WHAT NEEDS TO BE DONE:
Return word for word the part of the entries that opens with the line containing "Reviewer note. Confirm that each instance of the electrical" and closes with the line containing "<point>13,17</point>". Include both of those lines.

INFORMATION SUPPLIED:
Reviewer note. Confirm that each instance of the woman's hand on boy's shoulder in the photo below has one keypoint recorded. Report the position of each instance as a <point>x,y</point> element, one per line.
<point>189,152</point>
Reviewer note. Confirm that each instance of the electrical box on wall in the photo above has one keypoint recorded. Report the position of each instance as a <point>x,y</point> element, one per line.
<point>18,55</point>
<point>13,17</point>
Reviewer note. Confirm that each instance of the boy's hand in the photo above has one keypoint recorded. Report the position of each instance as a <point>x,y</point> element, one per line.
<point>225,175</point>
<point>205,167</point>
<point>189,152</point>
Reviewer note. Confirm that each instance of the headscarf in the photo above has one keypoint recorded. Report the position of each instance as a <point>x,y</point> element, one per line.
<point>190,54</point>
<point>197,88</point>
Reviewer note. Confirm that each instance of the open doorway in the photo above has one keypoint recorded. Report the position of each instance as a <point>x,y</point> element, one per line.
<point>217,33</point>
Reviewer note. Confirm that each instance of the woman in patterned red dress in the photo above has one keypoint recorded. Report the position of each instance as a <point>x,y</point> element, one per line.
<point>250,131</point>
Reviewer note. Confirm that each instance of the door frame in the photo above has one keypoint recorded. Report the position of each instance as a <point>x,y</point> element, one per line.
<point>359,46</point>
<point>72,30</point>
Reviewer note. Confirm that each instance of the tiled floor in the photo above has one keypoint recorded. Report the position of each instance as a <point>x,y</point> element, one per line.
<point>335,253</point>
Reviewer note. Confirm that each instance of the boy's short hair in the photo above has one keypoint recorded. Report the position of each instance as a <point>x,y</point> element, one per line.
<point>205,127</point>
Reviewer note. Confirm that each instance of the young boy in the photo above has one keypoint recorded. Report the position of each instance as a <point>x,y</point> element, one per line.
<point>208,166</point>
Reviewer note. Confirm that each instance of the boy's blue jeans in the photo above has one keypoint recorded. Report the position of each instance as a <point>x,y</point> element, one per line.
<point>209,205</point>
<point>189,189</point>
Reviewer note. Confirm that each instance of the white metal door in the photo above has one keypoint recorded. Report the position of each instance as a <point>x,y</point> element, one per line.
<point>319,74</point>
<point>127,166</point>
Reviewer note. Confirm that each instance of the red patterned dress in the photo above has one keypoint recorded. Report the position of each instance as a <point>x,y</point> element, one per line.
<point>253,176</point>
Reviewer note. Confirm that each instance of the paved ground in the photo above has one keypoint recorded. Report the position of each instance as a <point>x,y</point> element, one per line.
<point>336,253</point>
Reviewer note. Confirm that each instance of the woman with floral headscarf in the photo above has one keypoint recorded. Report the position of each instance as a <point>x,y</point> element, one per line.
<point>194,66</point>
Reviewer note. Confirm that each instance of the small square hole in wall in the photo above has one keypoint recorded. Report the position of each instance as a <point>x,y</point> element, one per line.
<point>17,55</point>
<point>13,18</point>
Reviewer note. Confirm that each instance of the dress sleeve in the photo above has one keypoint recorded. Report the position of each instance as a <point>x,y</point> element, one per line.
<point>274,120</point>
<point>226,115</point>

---

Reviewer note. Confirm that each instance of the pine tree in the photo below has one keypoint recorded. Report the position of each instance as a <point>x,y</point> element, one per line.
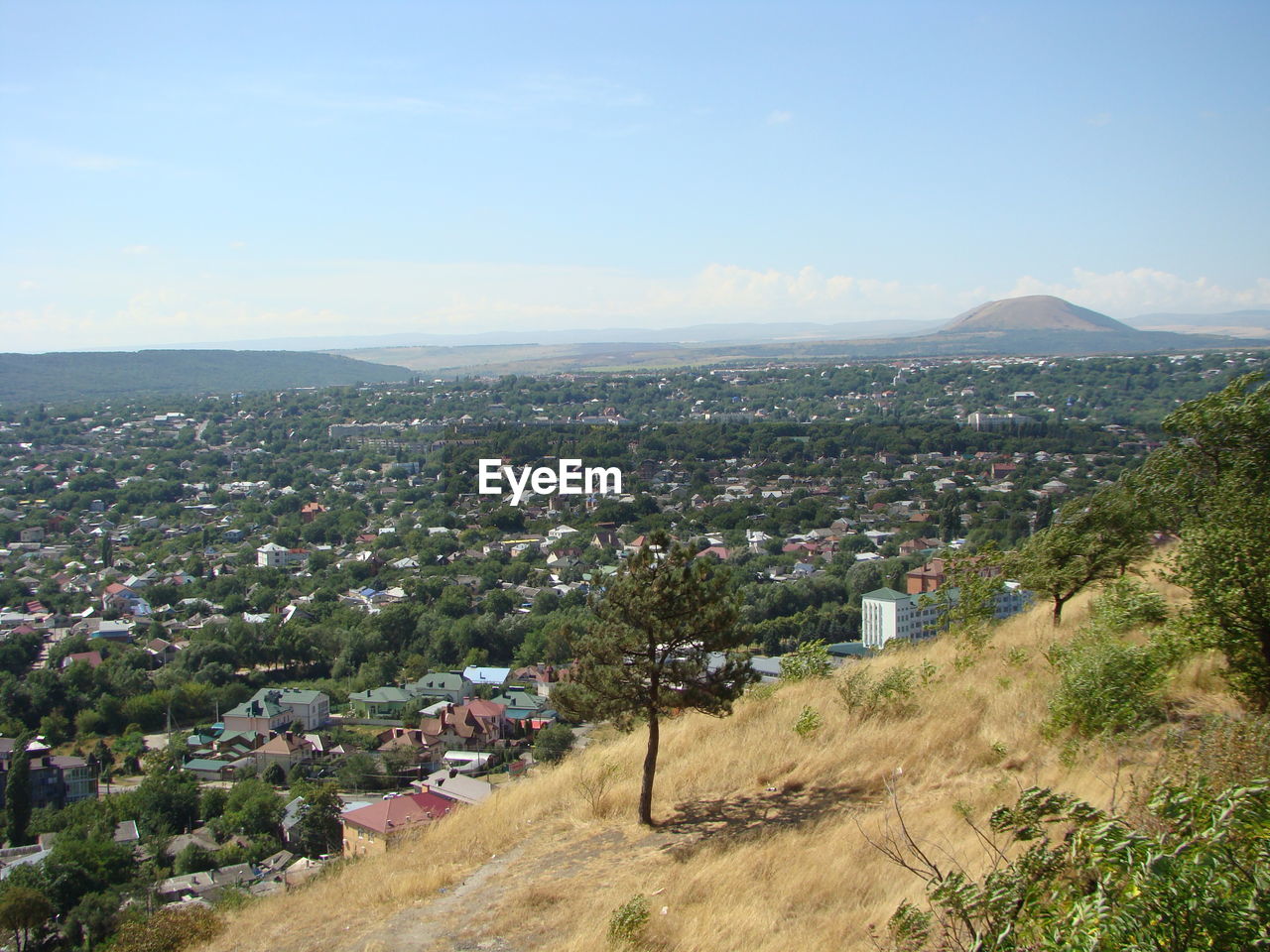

COMPLETE RESPONSE:
Reviewer note. Confirm that each instance of the electrical box on wall in the photo above has one keypoint recorded. Report the position of each instance as a <point>x,y</point> element, one per line.
<point>18,55</point>
<point>13,17</point>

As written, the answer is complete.